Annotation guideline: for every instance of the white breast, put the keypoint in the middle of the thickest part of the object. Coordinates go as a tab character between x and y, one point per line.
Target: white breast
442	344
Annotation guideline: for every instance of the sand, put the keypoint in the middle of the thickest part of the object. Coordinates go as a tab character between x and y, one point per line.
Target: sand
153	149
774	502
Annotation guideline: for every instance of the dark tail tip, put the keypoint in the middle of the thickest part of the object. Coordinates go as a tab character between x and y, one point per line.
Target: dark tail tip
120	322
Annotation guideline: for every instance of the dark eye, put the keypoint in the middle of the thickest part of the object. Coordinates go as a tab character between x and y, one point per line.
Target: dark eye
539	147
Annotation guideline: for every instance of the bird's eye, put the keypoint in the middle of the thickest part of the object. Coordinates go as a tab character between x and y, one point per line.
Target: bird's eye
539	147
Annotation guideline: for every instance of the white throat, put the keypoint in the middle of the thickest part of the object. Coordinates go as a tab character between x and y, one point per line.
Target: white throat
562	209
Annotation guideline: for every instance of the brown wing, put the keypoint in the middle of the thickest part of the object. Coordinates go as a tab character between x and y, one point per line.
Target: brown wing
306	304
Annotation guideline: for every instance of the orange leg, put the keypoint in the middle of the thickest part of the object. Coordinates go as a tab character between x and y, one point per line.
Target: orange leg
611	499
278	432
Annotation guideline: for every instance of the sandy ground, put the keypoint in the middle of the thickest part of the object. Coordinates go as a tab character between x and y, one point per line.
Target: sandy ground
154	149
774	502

***

Requirement
Every record above should be copied exactly.

Output of the task
Annotation guideline: for every instance of the white breast, put the keypoint in the middle of the thickest part of the object. Coordinates go as a tab character between x and y, one point per line.
Target: white breast
442	344
Annotation guideline: for every instance of the sand, put the keypoint in the middle of the thickest part of the object. Coordinates go as a tab character between x and y, one point per line.
Target: sand
153	149
774	502
Annotation guideline: for every instance of the dark tail tip, put the keypoint in the middle of the thickest part of the object. Coordinates go as a tab character between x and y, one point per line.
Target: dark tail tip
120	322
Annotation guideline: for every instance of the dark eye, put the keypoint in the middle of the thickest part of the object. Coordinates go as a tab character between x and y, one point per line.
Target: dark eye
539	147
Annotation guideline: for every instance of the bird's eye, put the keypoint in the middle of the thickest part of the object. Coordinates go as a tab character between x and y, one point per line.
Target: bird's eye
539	147
Annotation guideline: for every instance of the white throat, put the keypoint in the middle of the thickest part of the object. Coordinates go as a tab character between x and y, one point per line.
Target: white throat
562	209
Annotation guideline: for every instance of the brown wing, put the keypoint in the middle of the thickest part of the object. Coordinates go as a tab character between x and y, one point per line.
Target: brown wing
306	304
Annotation guideline: for every instance of the orange leg, put the keypoint in the middle of the thickest part of the object. Coordinates go as a tab character between x and y, one point per line.
Target: orange leg
611	499
278	432
Annotation guideline: for every instance of the sandy ground, put the keypoint in the middle of the thickest part of the object. Coordinates go as a tab character between x and y, one point per line.
Target: sandy ground
154	149
774	502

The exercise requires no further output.